记录:
_ _ _ _ _

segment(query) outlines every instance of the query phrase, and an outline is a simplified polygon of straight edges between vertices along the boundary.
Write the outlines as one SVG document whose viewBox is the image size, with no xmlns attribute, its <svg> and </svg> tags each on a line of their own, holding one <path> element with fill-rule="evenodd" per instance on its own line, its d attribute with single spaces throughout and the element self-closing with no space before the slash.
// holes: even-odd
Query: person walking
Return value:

_ _ _ _ _

把上面的全部数据逐字誊写一遍，不做任何改动。

_书面回答_.
segment(query) outlines every instance of the query phrase, and an outline is a simplified polygon of straight edges between vertices along the boundary.
Write the outlines as one SVG document whose viewBox is the image size, with no xmlns attribute, its <svg> and </svg> tags each on a line of their own, holding one <path> element with fill-rule="evenodd" per instance on its own line, its d attribute with single spaces throughout and the element self-closing with no space before the slash.
// holes: even-odd
Query: person walking
Return value:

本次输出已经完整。